A preservação do patrimônio cultural em suas diversas formas e aspectos vem ganhando cada vez mais espaço na sociedade ocidental contemporânea (e também, embora de modo mais discreto, entre as culturas orientais), seja atrelada ao turismo cultural patrocinado por grandes empresas e incentivado por ações governamentais, seja na luta por igualdade e democratização no acesso e fruição da cultura, como no caso de grupos representativos de minorias étnicas ou sociais. Desde a década de 1960 verifica-se ainda a ampliação do raio de alcance das práticas patrimoniais, estendendo-se a um número cada vez maior de países, que passam a ser signatários da Convenção do Patrimônio Mundial e das recomendações internacionais para salvaguarda de bens culturais.

Na atualidade, preservar a memória tem sido mesmo uma obsessão. Muito além dos meios acadêmicos ou técnicos, preservar o passado e seus traços deixou de ser tarefa restrita de historiadores, arqueólogos, arquitetos ou urbanistas; a memória não mais se restringe a objeto de estudo de antropólogos, etnólogos, cientistas sociais ou ainda psicólogos. Cada indivíduo faz-se historiador de si mesmo e do grupo em que está inserido e os discursos relativos à preservação do patrimônio – seja arquitetônico e urbanístico, ambiental ou cultural, material ou imaterial – ganham a mídia e aparecem cada vez mais intensos entre os mais distintos grupos.

- **AMOSTRA DE DADOS**:
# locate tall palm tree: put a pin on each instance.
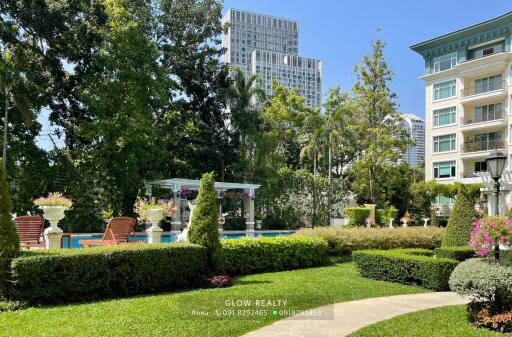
(245, 98)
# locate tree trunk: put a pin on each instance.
(6, 124)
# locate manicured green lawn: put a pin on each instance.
(448, 321)
(171, 314)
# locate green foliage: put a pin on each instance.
(343, 241)
(384, 214)
(484, 281)
(407, 266)
(247, 256)
(357, 216)
(460, 222)
(455, 253)
(63, 276)
(204, 227)
(9, 241)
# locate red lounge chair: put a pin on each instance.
(30, 230)
(117, 232)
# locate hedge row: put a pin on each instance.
(460, 253)
(357, 215)
(63, 276)
(247, 256)
(343, 241)
(407, 266)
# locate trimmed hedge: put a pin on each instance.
(455, 253)
(343, 241)
(62, 276)
(357, 215)
(407, 266)
(247, 256)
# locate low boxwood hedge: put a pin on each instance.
(343, 241)
(407, 266)
(62, 276)
(247, 256)
(459, 253)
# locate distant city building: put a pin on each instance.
(268, 46)
(415, 127)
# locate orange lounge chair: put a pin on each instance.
(117, 232)
(30, 230)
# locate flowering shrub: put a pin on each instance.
(185, 192)
(54, 199)
(142, 205)
(488, 232)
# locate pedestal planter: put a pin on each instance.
(53, 234)
(154, 232)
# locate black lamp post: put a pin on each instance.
(495, 164)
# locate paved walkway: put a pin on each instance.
(347, 317)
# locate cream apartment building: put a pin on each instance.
(468, 105)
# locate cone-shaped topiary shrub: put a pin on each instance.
(460, 222)
(9, 241)
(204, 228)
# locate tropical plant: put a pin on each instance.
(54, 199)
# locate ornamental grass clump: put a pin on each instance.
(53, 199)
(489, 233)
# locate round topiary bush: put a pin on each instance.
(486, 282)
(460, 222)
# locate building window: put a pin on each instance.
(445, 62)
(487, 50)
(444, 143)
(444, 169)
(489, 112)
(481, 166)
(487, 84)
(445, 116)
(442, 200)
(444, 89)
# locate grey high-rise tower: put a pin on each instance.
(268, 46)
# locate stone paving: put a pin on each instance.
(347, 317)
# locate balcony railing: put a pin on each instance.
(480, 89)
(483, 146)
(483, 117)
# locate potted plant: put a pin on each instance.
(54, 206)
(153, 211)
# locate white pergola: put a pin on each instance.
(176, 184)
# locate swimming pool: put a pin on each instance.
(168, 237)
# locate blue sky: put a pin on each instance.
(339, 32)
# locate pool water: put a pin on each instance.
(168, 238)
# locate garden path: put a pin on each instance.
(341, 319)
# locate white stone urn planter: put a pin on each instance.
(154, 232)
(53, 234)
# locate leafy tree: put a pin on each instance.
(380, 138)
(204, 228)
(460, 222)
(9, 241)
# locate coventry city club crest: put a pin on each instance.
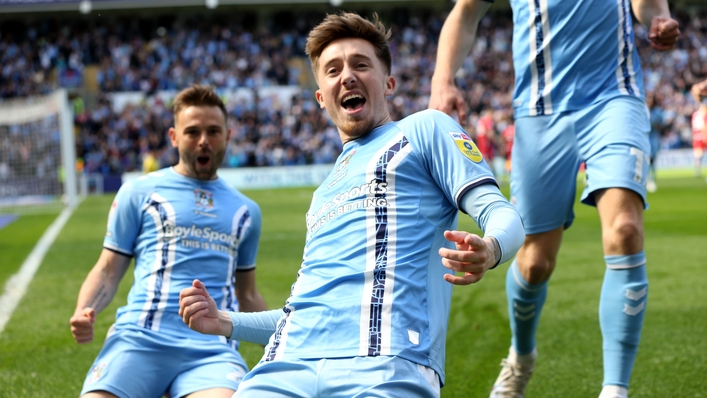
(467, 146)
(345, 161)
(204, 199)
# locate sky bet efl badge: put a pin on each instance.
(467, 146)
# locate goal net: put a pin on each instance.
(37, 154)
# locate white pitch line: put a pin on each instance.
(17, 284)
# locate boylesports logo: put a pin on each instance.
(467, 146)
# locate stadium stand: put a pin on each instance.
(103, 61)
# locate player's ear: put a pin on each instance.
(173, 137)
(320, 98)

- **EXERCÍCIOS**:
**1)** Segundo o trecho, desde que década se verifica a ampliação do raio de alcance das práticas patrimoniais?
**2)** Reescreva de forma mais breve o parágrafo do trecho que começa com "Na atualidade, preservar a memória", mantendo seus fatos principais.
**3)** Transcreva do trecho a parte que começa em "Na atualidade, preservar" e segue até "mais distintos grupos.".
O material não tem nenhuma relação com estas tarefas.

- **RESPOSTAS**:
**1)** Desde a década de 1960.

**2)** Hoje, preservar a memória tornou-se uma obsessão. Essa tarefa deixou de ser exclusiva de historiadores, arqueólogos, arquitetos e urbanistas, e a memória já não é só objeto de estudo de antropólogos, etnólogos, cientistas sociais e psicólogos. Cada indivíduo se faz historiador de si e de seu grupo. Os discursos sobre a preservação do patrimônio, em suas várias formas, ganham a mídia e se intensificam entre grupos muito distintos.

**3)**
Na atualidade, preservar a memória tem sido mesmo uma obsessão. Muito além dos meios acadêmicos ou técnicos, preservar o passado e seus traços deixou de ser tarefa restrita de historiadores, arqueólogos, arquitetos ou urbanistas; a memória não mais se restringe a objeto de estudo de antropólogos, etnólogos, cientistas sociais ou ainda psicólogos. Cada indivíduo faz-se historiador de si mesmo e do grupo em que está inserido e os discursos relativos à preservação do patrimônio – seja arquitetônico e urbanístico, ambiental ou cultural, material ou imaterial – ganham a mídia e aparecem cada vez mais intensos entre os mais distintos grupos.